--- START ---

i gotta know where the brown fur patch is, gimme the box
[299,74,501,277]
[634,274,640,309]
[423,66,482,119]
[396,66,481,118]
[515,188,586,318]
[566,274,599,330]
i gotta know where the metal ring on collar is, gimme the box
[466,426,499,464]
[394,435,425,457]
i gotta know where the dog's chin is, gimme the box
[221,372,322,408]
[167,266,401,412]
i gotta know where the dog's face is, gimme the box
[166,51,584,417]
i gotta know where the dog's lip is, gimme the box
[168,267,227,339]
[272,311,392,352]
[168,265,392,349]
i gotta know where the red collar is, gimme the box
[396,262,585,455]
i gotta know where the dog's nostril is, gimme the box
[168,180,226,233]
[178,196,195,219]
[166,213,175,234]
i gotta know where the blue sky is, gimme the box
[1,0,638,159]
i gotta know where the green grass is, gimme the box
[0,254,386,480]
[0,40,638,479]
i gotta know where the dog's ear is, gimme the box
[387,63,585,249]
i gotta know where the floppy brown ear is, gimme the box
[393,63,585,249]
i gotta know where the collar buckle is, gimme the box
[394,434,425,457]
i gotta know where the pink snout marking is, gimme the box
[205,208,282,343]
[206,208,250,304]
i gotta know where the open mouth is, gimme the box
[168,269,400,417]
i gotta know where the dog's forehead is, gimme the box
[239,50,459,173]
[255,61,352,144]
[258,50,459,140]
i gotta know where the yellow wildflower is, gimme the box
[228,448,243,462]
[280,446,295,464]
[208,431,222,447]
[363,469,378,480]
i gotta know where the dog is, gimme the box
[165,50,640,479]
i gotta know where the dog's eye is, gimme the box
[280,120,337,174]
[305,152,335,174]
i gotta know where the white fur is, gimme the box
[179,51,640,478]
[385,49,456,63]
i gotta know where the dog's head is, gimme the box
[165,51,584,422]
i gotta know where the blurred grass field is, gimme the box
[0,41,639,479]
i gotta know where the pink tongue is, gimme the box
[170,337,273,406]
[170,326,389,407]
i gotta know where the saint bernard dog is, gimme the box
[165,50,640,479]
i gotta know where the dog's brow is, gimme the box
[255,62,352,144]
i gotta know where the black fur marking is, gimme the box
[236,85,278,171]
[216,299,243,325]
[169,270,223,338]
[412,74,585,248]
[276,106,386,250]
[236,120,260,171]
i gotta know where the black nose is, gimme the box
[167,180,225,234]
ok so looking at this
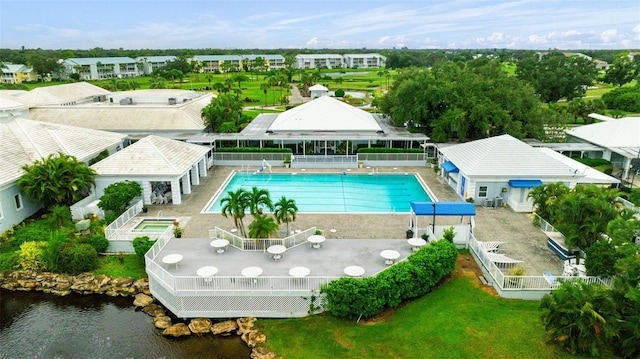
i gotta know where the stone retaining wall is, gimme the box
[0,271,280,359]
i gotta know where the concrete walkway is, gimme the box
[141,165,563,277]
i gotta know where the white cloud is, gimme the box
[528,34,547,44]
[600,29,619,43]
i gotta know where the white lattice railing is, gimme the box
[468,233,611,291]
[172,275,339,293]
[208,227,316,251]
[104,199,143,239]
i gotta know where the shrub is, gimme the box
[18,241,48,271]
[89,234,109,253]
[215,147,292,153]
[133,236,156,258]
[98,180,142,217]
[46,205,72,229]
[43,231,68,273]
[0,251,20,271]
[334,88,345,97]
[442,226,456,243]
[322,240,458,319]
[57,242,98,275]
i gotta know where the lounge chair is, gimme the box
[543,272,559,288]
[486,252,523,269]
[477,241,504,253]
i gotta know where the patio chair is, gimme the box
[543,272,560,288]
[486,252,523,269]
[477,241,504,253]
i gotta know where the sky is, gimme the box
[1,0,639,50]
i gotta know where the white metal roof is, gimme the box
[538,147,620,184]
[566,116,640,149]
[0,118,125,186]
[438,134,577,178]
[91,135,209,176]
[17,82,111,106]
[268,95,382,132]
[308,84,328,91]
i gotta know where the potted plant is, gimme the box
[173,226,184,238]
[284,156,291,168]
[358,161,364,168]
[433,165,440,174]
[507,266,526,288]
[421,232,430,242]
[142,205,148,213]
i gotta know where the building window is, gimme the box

--- END ---
--- START ---

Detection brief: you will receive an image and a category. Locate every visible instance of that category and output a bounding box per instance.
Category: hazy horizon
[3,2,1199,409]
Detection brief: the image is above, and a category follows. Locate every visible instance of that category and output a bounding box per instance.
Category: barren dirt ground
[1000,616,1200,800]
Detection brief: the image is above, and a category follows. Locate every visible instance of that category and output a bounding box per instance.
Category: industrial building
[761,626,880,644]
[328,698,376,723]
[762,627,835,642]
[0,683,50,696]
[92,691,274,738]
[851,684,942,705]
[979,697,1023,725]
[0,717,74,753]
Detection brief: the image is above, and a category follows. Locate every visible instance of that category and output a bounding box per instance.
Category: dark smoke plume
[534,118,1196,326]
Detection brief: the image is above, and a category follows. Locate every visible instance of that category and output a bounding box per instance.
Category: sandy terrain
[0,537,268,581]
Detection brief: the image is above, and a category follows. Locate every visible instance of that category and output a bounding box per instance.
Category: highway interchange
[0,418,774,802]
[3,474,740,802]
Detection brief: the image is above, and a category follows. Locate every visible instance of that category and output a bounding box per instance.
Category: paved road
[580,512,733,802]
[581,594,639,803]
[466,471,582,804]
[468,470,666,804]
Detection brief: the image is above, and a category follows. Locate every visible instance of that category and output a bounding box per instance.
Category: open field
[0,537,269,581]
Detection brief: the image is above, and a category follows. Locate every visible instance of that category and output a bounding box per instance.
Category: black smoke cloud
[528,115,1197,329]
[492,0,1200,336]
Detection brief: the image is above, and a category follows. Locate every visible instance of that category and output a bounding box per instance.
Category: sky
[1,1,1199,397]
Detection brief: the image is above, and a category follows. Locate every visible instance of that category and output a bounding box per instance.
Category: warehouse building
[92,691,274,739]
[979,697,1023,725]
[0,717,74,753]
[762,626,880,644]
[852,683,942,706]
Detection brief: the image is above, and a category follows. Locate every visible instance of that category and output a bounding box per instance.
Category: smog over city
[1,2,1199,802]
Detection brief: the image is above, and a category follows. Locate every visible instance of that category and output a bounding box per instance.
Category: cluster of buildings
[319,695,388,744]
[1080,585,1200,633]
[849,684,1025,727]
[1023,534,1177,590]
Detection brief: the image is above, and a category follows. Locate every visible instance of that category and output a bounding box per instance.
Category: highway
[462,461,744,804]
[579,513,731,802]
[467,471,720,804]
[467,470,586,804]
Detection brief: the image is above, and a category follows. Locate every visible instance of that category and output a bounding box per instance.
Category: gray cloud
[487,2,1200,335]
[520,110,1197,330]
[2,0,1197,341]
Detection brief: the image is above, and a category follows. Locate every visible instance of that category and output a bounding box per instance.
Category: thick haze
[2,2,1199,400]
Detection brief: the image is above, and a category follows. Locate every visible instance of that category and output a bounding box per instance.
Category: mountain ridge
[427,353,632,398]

--- END ---
--- START ---

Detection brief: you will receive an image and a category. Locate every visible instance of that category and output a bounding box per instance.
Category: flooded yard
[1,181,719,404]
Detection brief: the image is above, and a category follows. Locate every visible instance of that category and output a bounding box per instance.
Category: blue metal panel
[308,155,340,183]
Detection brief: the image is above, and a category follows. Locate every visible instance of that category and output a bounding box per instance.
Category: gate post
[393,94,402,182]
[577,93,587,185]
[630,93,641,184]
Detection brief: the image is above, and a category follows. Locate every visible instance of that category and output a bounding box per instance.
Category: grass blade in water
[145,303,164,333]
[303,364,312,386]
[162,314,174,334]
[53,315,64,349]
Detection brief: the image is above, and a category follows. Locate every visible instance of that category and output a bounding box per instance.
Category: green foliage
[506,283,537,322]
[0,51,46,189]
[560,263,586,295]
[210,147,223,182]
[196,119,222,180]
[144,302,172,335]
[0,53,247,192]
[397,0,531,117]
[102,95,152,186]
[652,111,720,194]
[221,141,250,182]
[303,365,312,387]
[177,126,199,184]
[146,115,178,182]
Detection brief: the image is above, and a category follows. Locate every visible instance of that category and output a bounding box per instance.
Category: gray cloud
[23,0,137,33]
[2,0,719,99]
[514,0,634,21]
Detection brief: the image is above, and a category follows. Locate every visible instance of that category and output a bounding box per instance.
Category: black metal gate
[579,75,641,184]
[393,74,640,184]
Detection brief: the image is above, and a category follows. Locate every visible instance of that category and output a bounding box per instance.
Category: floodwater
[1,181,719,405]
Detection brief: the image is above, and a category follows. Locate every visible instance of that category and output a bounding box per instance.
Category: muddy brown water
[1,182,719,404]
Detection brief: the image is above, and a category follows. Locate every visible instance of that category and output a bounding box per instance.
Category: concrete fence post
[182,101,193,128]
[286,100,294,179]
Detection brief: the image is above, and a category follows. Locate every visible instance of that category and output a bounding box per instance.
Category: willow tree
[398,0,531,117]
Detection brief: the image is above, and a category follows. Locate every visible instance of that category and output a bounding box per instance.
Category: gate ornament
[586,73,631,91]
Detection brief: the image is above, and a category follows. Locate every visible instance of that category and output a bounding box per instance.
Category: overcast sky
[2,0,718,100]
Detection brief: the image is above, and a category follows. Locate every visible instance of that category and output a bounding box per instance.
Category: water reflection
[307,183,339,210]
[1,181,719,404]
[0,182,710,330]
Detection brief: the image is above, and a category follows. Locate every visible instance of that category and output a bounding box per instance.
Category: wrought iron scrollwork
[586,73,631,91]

--- END ---

- EXERCISE DETAILS -
Begin at the line above that has "i gotta know where the lounge" and stop after the line that has "i gotta know where the building", copying each line exactly and adding nothing else.

- EXERCISE SOLUTION -
i gotta know where the lounge chair is, gimme the box
[543,272,559,288]
[486,252,523,269]
[477,241,504,253]
i gotta know where the patio chair is, gimme the box
[543,272,560,288]
[486,252,523,269]
[477,241,504,253]
i gotta know where the sky is, gimme the box
[1,0,639,50]
i gotta know where the white metal roof is, gimme the box
[538,147,620,184]
[566,116,640,149]
[0,118,125,186]
[438,134,577,178]
[91,135,209,176]
[17,82,111,106]
[268,95,382,132]
[308,84,328,91]
i gotta know where the potted plant is, gimme the box
[173,226,184,238]
[284,156,291,168]
[358,161,364,168]
[433,165,440,174]
[507,266,526,288]
[421,232,430,242]
[142,205,148,213]
i gotta know where the building window is, gimme the box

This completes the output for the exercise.